(Data entries)
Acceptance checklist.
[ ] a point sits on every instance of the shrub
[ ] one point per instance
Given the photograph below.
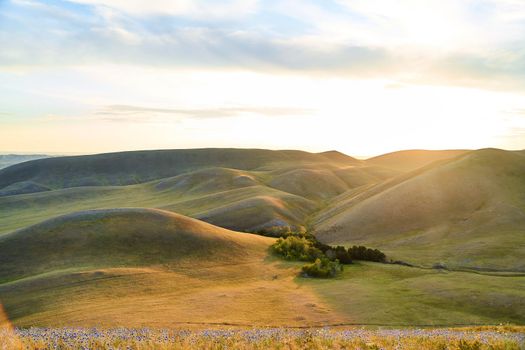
(323, 268)
(364, 253)
(296, 248)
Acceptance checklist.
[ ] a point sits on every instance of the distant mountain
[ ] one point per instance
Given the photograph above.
(468, 211)
(140, 166)
(239, 189)
(12, 159)
(413, 159)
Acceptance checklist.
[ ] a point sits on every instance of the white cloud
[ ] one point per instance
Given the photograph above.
(205, 9)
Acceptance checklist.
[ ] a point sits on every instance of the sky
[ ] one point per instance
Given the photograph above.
(364, 77)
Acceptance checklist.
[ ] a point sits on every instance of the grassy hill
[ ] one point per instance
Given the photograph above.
(126, 168)
(117, 238)
(152, 268)
(144, 267)
(261, 189)
(464, 212)
(413, 159)
(69, 258)
(12, 159)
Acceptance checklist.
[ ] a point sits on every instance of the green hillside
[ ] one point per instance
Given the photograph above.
(283, 191)
(141, 166)
(152, 268)
(465, 212)
(413, 159)
(69, 258)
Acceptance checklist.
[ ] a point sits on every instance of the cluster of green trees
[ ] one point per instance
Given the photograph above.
(326, 260)
(323, 268)
(366, 254)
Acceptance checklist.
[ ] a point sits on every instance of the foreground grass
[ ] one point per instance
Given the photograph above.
(270, 338)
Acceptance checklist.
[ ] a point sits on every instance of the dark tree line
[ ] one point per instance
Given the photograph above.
(326, 260)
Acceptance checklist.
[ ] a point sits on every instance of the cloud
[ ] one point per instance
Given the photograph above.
(140, 113)
(480, 45)
(190, 8)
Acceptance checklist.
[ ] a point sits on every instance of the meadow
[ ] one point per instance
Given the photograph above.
(497, 338)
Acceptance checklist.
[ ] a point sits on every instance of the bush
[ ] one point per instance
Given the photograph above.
(364, 253)
(323, 268)
(296, 248)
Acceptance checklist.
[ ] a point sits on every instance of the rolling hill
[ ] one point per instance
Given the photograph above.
(141, 166)
(120, 237)
(12, 159)
(144, 267)
(412, 159)
(465, 212)
(107, 240)
(244, 190)
(151, 268)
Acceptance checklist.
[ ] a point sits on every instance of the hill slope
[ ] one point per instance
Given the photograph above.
(465, 212)
(140, 166)
(119, 237)
(244, 190)
(143, 267)
(412, 159)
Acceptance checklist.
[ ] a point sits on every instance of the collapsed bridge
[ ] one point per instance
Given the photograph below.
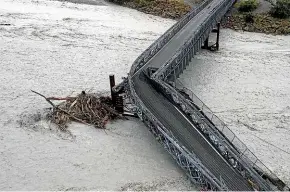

> [Problem to solve] Where in the records does the string "green" appear? Copy every line that has it.

> [The answer]
[ ] a point sits on every instance of the green hillside
[ ] a point sits on every instance of the cluster of green trees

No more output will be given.